# Source passage

Shri Keshav Cements & Infra

Company Overview:
• Shri Keshav Cements is a family-owned and operated company with a significant promoter shareholding of 68.97%, and all shares are free of pledges.
• The company was incorporated on 1993 as “Katwa Udyog Limited” and changed name to Shri Keshav Cements and Infra Limited on 2007
• The company operates in the cement manufacturing industry, solar energy, and the sale of petroleum products.
• Their revenue contribution as of FY23 is as follows:
→ Cement: 76% of total revenues.
→ Sale of Petrol, Diesel, and Coal: 7%.
→ Solar Energy: 18%.

Cement Manufacturing:
• The cement segment contributes 76% to the company’s revenues.
• They have two cement plants in Karnataka: PLANT 1 with a capacity of 300 TPD using Vertical Shaft Kiln (VSK) technology, and PLANT 2 with a capacity of 800 TPD using Rotary Kiln technology.
• They supply cement to regions including North Karnataka, Coastal Karnataka, Goa, and parts of Maharashtra through over 600 retail touchpoints.
• Their brand is strong in Tier III markets, primarily in North Karnataka.
• They are known for producing cement at a significantly lower cost (30-40% cheaper) by running on 100% green power, making them the only cement plant in India with this approach.

Cement Brands:
They have three regional cement brands:
• Jyoti Power (43 Grade): Used in infrastructure projects.
• Jyoti Gold (53 Grade): Mainly for residential and domestic construction.
• Keshav Cement: A premium brand catering to North Karnataka and South Maharashtra.

Solar Plants:
• The solar energy segment contributes 18% to total revenues.
• They have established solar plants in Koppal, Karnataka, with a total capacity of 37 MWp to hedge power costs in cement manufacturing.

Expansion Plans:
• The company is expanding its cement production capacity nearly threefold, from 0.36 million tons to 1 million tons.
• The expansion includes implementing the latest technology in grinding and optimizing kiln operations to reduce fuel costs.
• The construction of a new pre-heater will increase clinker output by 10-20% with improved quality.
• Slag and flash utilization will increase from 30% to 50-60%, and grinding capacity will rise to 2800-2900 tons.
• The project will take up to 9 months to complete.
• The goal is to reduce fuel consumption from 1100-1150 kilo calories per ton to 750-760 kilo calories per ton, resulting in significant cost savings for reference top class Cement industries are consuming less than 700 kilo calories
• Advanced grinders will also lower power consumption by 300 to 400 units.

# What to work on
1. In the company profile of Shri Keshav Cements, under what name was the company originally incorporated?
2. Continue the Shri Keshav Cements company profile from its last sentence.

# Record list
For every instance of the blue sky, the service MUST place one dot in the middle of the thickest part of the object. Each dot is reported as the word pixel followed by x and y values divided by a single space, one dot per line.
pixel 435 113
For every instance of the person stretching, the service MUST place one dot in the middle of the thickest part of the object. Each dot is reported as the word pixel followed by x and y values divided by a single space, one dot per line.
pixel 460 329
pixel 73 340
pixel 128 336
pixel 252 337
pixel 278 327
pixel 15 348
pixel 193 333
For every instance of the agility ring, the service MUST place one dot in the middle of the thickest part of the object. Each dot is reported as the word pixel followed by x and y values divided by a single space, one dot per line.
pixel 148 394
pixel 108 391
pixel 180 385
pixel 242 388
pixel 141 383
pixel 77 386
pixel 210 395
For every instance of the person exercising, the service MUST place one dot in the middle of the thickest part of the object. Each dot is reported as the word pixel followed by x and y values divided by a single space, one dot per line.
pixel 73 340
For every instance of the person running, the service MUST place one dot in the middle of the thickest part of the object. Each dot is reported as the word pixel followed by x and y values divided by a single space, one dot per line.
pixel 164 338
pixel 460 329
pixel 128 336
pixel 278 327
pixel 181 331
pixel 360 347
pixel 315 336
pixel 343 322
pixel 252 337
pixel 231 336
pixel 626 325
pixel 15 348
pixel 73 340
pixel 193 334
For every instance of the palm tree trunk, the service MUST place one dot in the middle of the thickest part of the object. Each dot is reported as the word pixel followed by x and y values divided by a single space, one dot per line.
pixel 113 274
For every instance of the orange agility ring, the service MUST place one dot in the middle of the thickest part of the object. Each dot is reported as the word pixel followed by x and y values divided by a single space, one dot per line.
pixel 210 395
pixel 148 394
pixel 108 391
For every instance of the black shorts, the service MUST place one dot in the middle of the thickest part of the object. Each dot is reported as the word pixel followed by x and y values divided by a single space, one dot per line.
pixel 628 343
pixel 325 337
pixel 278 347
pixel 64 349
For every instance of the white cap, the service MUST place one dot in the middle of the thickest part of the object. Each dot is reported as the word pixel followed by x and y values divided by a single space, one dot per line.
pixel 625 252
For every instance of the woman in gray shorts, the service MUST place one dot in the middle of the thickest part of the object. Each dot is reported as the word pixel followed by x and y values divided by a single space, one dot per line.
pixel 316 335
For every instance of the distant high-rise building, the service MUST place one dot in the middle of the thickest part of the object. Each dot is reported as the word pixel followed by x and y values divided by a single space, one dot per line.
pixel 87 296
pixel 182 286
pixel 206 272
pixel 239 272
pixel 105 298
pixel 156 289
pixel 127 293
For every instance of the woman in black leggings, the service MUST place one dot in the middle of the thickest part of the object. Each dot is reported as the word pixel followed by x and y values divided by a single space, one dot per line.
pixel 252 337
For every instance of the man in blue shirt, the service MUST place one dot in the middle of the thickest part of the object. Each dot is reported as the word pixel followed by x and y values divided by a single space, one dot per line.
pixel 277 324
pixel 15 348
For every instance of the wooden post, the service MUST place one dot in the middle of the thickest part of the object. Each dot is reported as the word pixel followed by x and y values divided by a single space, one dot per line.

# Answers per task
1. Katwa Udyog Limited

2.
• As the expansion comes online they want to increase depth which increases market share in the existing market and also be able to reach the bigger markets like Pune and Bangalore whose consumption far outstrips our production and more than 10-20 times

Financial Impact of Expansion:
• The expansion project will cost approximately 110 crores but is expected to increase EBITDA by 50-60 crores.
• The company aims to save 20-22% on fuel costs and 20% on power costs.
Advantages and Challenges:
• The company’s location in Karnataka is advantageous.
• Investment in technology is expected to improve the quality of clinker and reduce cement production costs.
• Transportation and logistic costs are essential factors in their operations.

Debt:
• Debt on the balance sheet is associated with the solar projects.

Customers:
• The company is focusing on government clients and expanding its reach in villages to improve revenue realization and decrease the concentration of big-ticket customers

Market and Industry Outlook:
• Cement consumption in India is expected to grow, with a CAGR of 11-14% by 2030.
• Raw material costs have increased due to global factors, such as the Ukraine war.

Management Guidance:
• The promoter has invested equity through unsecured loans, and they may consider a mix of placement and loans for future funding.
• The company expects to achieve higher utilization rates in the coming quarters, aiming for 80% utilization.
• Future plans include diversifying into RNC, Cement Boards, and Panels, with a focus on utilizing cement in these products to optimize fuel consumption.
• Plans to increase the number of retail touchpoints and marketing budget after the expansion project.

In summary, Shri Keshav Cements is a regional cement manufacturer with a strong focus on cost efficiency, green power utilization, and expansion plans to capture the growing demand for cement in India. Their unique approach to cost savings and investment in technology positions them for future growth in the cement industry.

Strictly, No Recommendation
Open for discussion!!

Disclosure: Tracking position, for educational purposes & can be biased

3 Likes

invested in it for same reasons from 110 levels, good write up

1 Like

Key Risks in the Business:

• Successful expansion could enhance profitability, but delays or overruns may impact shareholder returns
• Variability in solar radiation levels, adverse weather events, and climatic changes can impact revenue generation
• Volatility in input costs, including materials, power, fuel, and freight and any Unpredictable fluctuations in these costs may impact the company’s cost structure and profit margins.
• Competing companies with significant capital investments raise exit barriers, intensifying competition and potentially impacting market share.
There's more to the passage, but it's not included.